**Work instructions**
Update every item below by replacing "single point" with "single marker" and leaving the rest unchanged.
>>>
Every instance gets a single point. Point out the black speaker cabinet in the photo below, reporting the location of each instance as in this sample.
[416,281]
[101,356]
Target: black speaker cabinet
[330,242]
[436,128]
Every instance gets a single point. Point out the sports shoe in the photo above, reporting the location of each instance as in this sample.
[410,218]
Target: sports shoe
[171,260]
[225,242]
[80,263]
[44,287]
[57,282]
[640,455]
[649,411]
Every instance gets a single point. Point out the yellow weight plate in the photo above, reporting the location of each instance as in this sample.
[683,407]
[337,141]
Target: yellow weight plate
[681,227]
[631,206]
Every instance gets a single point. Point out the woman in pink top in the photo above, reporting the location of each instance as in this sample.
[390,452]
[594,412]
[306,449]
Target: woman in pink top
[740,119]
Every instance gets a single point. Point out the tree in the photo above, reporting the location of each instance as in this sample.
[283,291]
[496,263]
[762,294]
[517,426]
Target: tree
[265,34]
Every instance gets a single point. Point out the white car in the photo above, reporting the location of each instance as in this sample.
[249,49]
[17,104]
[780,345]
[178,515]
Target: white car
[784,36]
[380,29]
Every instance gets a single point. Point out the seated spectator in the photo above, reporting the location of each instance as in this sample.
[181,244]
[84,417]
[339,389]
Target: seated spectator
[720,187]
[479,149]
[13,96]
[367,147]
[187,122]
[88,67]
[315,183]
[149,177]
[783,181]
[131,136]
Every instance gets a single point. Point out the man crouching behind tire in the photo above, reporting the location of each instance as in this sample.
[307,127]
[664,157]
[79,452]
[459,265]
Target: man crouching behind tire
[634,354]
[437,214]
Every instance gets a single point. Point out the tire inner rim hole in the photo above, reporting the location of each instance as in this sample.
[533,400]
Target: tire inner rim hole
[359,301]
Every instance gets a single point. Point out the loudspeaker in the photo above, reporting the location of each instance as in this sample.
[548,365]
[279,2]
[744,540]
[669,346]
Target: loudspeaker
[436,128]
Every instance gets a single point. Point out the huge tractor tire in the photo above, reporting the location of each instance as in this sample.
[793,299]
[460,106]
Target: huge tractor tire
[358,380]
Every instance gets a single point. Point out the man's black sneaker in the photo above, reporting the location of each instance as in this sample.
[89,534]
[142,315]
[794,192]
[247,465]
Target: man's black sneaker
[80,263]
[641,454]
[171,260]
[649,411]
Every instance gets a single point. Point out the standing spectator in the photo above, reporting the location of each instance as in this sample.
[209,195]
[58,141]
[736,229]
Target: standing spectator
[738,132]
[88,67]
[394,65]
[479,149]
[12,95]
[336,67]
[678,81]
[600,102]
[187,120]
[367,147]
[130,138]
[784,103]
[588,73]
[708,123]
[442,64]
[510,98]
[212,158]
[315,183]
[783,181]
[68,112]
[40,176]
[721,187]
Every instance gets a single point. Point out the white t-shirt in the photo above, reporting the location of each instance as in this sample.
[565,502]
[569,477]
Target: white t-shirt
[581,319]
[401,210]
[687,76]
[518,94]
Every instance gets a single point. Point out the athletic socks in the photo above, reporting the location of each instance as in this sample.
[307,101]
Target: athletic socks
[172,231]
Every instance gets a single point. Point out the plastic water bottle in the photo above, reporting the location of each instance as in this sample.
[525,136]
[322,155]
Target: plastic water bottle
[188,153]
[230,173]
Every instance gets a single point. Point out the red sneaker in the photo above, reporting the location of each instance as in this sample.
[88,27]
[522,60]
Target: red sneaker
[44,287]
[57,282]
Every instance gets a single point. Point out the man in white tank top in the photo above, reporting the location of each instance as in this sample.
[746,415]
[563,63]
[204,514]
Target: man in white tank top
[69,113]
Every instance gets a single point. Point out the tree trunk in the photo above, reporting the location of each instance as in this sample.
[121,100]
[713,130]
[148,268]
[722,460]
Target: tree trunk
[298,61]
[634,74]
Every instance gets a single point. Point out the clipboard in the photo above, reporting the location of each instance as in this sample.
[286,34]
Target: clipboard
<<<
**Answer**
Every instance gets a single marker. Point out the black speaker cabinet in the photo below, reporting the location of each instance as in this sample.
[416,281]
[101,356]
Target: black speaker cabinet
[330,242]
[436,128]
Every instance gets a single marker. Point out the sports shoe in the photo above, reporting the location of each instance as in this sample.
[410,218]
Target: sports shoe
[171,260]
[225,242]
[80,263]
[44,287]
[57,282]
[640,455]
[649,411]
Every instance gets a single marker. Point out the yellow weight plate in the photo above, reporting the location of each instance as in this sample.
[683,407]
[337,141]
Target: yellow weight plate
[681,227]
[631,206]
Every instance gets a single marker. Point out the woman in pink top in the photo above, reporting the location of each instance as in this sample.
[390,452]
[594,412]
[306,449]
Target: woman in pink top
[740,119]
Every instance gets a single marker. Point out the tree in the photo above, reporting the location of each instance as in this sample.
[283,291]
[496,263]
[762,294]
[517,426]
Target: tree
[265,34]
Every instance gets a single marker. Point out the white car in the photo above, reporting the location of each instance as in this sample.
[249,49]
[17,104]
[780,345]
[178,515]
Target: white car
[784,36]
[380,29]
Every instance gets a single marker. Point out the seated spectator in the photo above, reporting the location of each instance as in this sample.
[181,244]
[84,417]
[339,389]
Target: seated spectator
[720,187]
[479,149]
[13,96]
[367,147]
[187,122]
[88,67]
[315,183]
[149,177]
[783,181]
[131,136]
Every instance gets a single marker. Point out the man crouching behind tire in the photo above, reporting the location of each instance as in this sample.
[307,127]
[664,157]
[79,452]
[459,265]
Target: man crouching behind tire
[634,354]
[437,214]
Every instance gets a single marker. Point out the tire inner rim hole in the photo above, reporting the location of each instance as in this sample.
[533,400]
Target: tire inner rim hole
[359,301]
Every instance gets a single marker. Point out the loudspeaker in the photo above, reporting the location of each instance as in this sample.
[548,365]
[279,2]
[744,540]
[669,346]
Target: loudspeaker
[436,128]
Every instance gets a single marker. Point out the huge tractor tire in the photo above, reporting the location of each instance as in this sample.
[793,299]
[460,106]
Target: huge tractor tire
[358,380]
Every instance gets a single marker. Point out the man's black sneaker in the photo above, reporting the location of each instance as in this sample.
[89,534]
[142,315]
[794,192]
[247,465]
Target: man's black sneaker
[80,263]
[641,454]
[171,260]
[649,411]
Every instance gets a single marker. Point out the standing spectator in the photo above, reporting the location of each instance as in this sample.
[209,195]
[58,141]
[736,229]
Target: standing spectator
[738,132]
[88,67]
[394,65]
[479,149]
[12,95]
[336,67]
[678,81]
[600,102]
[187,120]
[367,147]
[130,138]
[784,103]
[588,73]
[708,123]
[442,64]
[510,98]
[212,158]
[315,183]
[783,181]
[68,112]
[40,176]
[721,187]
Every instance gets a single marker. Point out the white t-shirt in the photo above, reporting the location of each instance as in this sample.
[565,502]
[569,477]
Target: white t-shirt
[581,319]
[401,210]
[687,76]
[518,94]
Every instance gets a single marker. Point out the athletic socks in the photo above, reporting the location of each instance as in this sample.
[307,101]
Target: athletic socks
[172,231]
Every instance gets a single marker. Point out the plastic water bottle in the photo above, reporting the location of each instance as in this sample.
[525,136]
[322,155]
Target: plastic water bottle
[188,153]
[230,173]
Every instance gets a single marker. Point out the red sneaker in the photo above, reporting the location of each instance as in this sample.
[88,27]
[522,60]
Target: red sneaker
[44,287]
[57,282]
Every instance gets a single marker. Point out the man in white tank top in the photo above, reporting the location of each instance as in this sample.
[746,415]
[563,63]
[204,514]
Target: man in white tank top
[69,113]
Every instance gets a single marker. Point out the tree trunk in the photo above, reporting the location of each instance as in this sample.
[121,100]
[713,130]
[148,268]
[722,460]
Target: tree trunk
[298,61]
[634,74]
Every instance gets a single marker. Point out the clipboard in the photo above, reporting the location of each instance as in this sample.
[286,34]
Target: clipboard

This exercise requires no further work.